Latest transaction, totaling approximately $770 million, adds key commercial products and clinical/preclinical product candidates in the pipeline.
Alcon announced Monday that it has entered into a definitive merger agreement to acquire Aerie Pharmaceuticals.
With this transaction, Alcon will add broader pharmaceutical research and development capabilities to its existing commercial expertise, according to a company news release.
The company will add the following commercial products: netarsudil and latanoprost ophthalmic solution (Rocklatan) 0.02%/0.005%; netarsudil and latanoprost ophthalmic solution (Rhopressa) 0.02%/0.005%; AR-15512, a dry eye disease (DED) candidate currently in phase 3 trials; as well as several clinical and preclinical ophthalmic pharmaceutical product candidates in the pipeline.
This latest deal follows Alcon’s recent acquisitions of the exclusive US commercialization rights to brinzolamide/brimonidine tartrate ophthalmic suspension (Simbrinza; Novartis) 1%/0.2% in April 2021 and loteprednol etabonate ophthalmic suspension (Eysuvis; Kala Pharmaceuticals ) 0.25% and loteprednol etabonate ophthalmic suspension (Inveltys; Kala Pharmaceuticals) 1% in May 2022.

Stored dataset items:
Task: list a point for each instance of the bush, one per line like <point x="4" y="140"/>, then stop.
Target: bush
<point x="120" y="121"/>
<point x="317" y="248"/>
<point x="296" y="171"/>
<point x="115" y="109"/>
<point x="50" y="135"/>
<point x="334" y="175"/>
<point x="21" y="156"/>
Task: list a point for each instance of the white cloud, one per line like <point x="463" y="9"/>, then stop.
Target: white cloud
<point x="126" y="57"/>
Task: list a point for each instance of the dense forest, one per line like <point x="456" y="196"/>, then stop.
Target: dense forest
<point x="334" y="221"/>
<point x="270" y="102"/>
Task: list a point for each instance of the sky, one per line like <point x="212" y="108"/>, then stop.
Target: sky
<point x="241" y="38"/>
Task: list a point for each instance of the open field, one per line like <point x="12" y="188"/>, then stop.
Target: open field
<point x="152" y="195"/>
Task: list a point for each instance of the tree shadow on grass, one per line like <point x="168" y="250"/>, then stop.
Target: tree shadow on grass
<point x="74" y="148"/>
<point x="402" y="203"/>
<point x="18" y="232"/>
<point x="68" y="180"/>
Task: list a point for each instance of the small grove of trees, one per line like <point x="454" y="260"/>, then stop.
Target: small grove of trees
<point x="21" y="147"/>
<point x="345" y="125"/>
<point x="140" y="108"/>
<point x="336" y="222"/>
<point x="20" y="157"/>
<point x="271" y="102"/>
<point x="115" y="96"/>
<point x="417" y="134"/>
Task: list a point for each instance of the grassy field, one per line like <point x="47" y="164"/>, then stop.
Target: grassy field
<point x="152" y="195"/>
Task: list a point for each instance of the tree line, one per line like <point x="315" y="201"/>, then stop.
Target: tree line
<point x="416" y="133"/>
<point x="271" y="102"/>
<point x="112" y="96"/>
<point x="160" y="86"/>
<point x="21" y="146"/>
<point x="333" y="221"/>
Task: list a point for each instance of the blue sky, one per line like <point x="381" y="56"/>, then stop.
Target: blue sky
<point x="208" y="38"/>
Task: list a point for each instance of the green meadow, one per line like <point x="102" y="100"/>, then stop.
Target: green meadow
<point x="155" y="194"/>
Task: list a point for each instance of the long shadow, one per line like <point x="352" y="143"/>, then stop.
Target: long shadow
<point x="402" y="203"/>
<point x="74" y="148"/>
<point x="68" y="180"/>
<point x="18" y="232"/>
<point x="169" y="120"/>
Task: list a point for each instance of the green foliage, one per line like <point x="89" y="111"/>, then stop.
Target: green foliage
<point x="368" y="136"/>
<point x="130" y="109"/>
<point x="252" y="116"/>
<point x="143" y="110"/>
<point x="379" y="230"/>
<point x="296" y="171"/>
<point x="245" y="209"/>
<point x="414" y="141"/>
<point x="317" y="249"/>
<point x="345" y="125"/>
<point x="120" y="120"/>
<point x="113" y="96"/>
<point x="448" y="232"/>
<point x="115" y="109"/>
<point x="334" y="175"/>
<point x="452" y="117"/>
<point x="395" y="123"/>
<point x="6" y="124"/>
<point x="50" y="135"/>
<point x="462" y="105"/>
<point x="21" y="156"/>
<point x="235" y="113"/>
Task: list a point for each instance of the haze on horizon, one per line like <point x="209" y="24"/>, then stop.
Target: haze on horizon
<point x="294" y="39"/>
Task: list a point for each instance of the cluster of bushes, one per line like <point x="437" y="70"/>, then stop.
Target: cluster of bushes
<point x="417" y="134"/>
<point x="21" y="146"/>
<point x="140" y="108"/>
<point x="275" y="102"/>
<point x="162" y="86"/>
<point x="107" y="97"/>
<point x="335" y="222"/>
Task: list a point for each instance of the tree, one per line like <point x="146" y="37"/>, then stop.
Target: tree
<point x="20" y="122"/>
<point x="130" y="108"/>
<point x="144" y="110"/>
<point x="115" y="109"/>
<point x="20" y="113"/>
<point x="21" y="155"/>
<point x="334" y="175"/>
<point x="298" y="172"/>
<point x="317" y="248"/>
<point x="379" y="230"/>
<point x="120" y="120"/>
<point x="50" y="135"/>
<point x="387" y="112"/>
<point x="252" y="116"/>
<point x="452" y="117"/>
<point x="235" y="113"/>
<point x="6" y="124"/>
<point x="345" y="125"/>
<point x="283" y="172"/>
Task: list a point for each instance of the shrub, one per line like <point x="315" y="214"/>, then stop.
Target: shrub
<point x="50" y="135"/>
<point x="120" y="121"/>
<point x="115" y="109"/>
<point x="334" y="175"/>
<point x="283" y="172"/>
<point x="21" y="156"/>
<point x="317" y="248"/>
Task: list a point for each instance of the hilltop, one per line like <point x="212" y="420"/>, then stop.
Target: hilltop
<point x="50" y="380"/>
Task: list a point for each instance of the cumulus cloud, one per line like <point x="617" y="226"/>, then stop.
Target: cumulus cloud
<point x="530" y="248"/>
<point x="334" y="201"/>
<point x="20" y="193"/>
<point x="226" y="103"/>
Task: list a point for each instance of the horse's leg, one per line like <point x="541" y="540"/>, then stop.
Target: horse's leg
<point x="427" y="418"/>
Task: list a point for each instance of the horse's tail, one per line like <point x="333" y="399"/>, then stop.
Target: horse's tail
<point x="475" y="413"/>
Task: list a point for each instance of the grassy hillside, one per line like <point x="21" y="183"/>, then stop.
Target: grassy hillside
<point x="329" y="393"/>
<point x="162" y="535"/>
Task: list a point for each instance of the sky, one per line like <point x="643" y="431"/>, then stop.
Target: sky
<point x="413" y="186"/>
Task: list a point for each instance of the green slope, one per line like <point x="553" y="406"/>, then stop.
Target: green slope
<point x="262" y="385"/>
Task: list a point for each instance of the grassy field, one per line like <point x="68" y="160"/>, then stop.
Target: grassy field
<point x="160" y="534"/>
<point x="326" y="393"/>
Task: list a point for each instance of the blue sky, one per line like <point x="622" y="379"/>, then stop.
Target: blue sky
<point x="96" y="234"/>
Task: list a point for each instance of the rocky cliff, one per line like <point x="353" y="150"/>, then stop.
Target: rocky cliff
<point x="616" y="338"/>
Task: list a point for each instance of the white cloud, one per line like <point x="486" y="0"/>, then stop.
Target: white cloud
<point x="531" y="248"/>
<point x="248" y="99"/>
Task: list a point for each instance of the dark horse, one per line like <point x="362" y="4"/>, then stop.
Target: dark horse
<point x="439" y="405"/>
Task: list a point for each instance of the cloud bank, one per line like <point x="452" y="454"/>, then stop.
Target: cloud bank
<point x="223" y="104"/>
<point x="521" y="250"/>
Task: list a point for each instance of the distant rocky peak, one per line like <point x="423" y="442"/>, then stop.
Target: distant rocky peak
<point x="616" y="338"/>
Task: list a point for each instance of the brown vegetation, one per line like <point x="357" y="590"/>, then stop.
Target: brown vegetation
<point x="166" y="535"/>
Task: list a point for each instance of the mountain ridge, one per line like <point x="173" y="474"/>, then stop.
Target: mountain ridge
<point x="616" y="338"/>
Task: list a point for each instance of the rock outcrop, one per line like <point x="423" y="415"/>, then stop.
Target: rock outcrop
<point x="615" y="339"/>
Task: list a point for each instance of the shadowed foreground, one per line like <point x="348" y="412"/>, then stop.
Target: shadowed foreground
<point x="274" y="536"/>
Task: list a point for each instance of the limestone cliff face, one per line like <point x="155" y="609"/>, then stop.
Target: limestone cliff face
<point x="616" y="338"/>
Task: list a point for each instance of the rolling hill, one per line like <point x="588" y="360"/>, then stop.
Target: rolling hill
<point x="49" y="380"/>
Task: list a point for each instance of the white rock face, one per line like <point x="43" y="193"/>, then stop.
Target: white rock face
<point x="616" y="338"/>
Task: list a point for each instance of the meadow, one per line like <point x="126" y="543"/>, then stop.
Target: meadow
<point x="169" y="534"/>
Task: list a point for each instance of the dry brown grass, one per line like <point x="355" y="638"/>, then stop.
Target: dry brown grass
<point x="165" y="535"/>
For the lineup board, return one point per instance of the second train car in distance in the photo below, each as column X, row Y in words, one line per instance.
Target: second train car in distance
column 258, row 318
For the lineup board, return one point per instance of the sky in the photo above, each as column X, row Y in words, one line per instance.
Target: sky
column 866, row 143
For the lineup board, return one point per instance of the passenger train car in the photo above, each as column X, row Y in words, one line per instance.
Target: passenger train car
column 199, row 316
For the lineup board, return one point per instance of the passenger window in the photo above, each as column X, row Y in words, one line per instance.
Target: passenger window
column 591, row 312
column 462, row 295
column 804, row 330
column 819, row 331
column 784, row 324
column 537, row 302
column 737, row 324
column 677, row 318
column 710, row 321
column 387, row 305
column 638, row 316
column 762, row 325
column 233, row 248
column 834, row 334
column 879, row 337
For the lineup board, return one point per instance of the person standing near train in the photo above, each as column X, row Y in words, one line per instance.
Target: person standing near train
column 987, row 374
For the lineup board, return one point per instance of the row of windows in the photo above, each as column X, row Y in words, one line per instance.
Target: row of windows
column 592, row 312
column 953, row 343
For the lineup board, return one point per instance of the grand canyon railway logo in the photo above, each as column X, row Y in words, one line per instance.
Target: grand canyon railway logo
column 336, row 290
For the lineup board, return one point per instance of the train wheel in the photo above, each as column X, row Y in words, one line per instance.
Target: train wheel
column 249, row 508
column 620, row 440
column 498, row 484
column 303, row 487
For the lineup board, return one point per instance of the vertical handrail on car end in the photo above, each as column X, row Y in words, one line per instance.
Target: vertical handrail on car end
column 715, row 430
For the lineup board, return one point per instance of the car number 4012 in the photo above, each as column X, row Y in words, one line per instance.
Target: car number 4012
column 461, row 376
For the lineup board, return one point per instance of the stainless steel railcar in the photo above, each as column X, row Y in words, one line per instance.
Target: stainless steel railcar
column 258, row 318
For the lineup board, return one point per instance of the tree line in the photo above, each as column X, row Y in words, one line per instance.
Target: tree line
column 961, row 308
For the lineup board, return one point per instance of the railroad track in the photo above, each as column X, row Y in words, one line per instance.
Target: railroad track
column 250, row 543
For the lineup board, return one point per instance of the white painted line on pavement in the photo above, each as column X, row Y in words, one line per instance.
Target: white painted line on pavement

## TASK SET
A. According to the article about Alcon's acquisition of Aerie Pharmaceuticals, what is the approximate total of the transaction?
B. In the article about Alcon's acquisition of Aerie Pharmaceuticals, can you turn the paragraph beginning "This latest deal follows" into a brief list of Alcon's earlier acquisitions, keeping the products and dates?

## TASK-BY-TASK SOLUTIONS
A. About $770 million.

B.
Earlier Alcon acquisitions:
- April 2021: exclusive US commercialization rights to Simbrinza (brinzolamide/brimonidine tartrate ophthalmic suspension 1%/0.2%; Novartis)
- May 2022: Eysuvis (loteprednol etabonate ophthalmic suspension 0.25%; Kala Pharmaceuticals)
- May 2022: Inveltys (loteprednol etabonate ophthalmic suspension 1%; Kala Pharmaceuticals)